Saved entries:
"""

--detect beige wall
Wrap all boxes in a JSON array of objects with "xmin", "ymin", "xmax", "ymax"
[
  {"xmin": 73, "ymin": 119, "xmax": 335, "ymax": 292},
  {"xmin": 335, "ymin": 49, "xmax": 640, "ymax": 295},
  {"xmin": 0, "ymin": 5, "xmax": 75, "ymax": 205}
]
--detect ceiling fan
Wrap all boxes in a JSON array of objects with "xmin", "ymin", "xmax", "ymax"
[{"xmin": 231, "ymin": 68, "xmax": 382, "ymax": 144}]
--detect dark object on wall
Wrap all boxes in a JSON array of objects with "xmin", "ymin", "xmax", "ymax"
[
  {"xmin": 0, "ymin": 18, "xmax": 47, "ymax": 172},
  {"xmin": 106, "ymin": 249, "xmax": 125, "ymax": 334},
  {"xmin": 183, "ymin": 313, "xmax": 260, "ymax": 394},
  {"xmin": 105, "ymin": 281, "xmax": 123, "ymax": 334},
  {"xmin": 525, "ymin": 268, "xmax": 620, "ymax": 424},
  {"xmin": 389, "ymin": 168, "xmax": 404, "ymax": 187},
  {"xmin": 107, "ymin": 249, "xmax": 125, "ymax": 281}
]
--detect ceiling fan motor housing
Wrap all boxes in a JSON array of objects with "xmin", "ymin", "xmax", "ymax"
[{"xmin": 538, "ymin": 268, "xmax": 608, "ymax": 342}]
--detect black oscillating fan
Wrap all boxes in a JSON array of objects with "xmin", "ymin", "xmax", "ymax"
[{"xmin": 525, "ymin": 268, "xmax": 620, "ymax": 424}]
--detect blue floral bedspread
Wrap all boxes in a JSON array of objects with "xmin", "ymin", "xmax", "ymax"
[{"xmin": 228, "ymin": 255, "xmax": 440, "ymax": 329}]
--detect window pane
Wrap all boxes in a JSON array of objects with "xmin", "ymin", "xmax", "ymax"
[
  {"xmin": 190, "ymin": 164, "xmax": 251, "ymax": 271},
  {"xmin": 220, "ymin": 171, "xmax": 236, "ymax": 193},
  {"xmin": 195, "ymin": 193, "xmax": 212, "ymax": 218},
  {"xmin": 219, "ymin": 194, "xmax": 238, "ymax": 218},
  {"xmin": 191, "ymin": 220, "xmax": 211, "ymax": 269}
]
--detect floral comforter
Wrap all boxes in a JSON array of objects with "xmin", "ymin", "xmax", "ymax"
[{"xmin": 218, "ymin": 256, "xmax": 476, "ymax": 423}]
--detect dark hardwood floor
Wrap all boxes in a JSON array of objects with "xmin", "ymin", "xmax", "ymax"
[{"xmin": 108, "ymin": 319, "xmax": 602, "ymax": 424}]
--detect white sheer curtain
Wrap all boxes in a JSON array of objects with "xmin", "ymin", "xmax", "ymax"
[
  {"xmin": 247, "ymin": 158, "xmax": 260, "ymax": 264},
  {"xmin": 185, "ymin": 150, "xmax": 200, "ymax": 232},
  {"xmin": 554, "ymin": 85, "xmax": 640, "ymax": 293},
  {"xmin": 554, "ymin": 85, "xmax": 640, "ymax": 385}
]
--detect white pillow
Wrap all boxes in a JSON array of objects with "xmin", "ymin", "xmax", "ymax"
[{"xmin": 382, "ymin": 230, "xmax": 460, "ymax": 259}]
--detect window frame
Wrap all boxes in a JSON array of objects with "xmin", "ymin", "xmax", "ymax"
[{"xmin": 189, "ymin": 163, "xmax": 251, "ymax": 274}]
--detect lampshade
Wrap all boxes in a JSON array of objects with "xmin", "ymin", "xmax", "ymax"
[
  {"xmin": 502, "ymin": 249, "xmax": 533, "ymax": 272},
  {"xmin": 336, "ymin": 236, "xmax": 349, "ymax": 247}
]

"""

Count the lines in the items that contain the word "wall" with the same capitalization, and reply with only that number.

2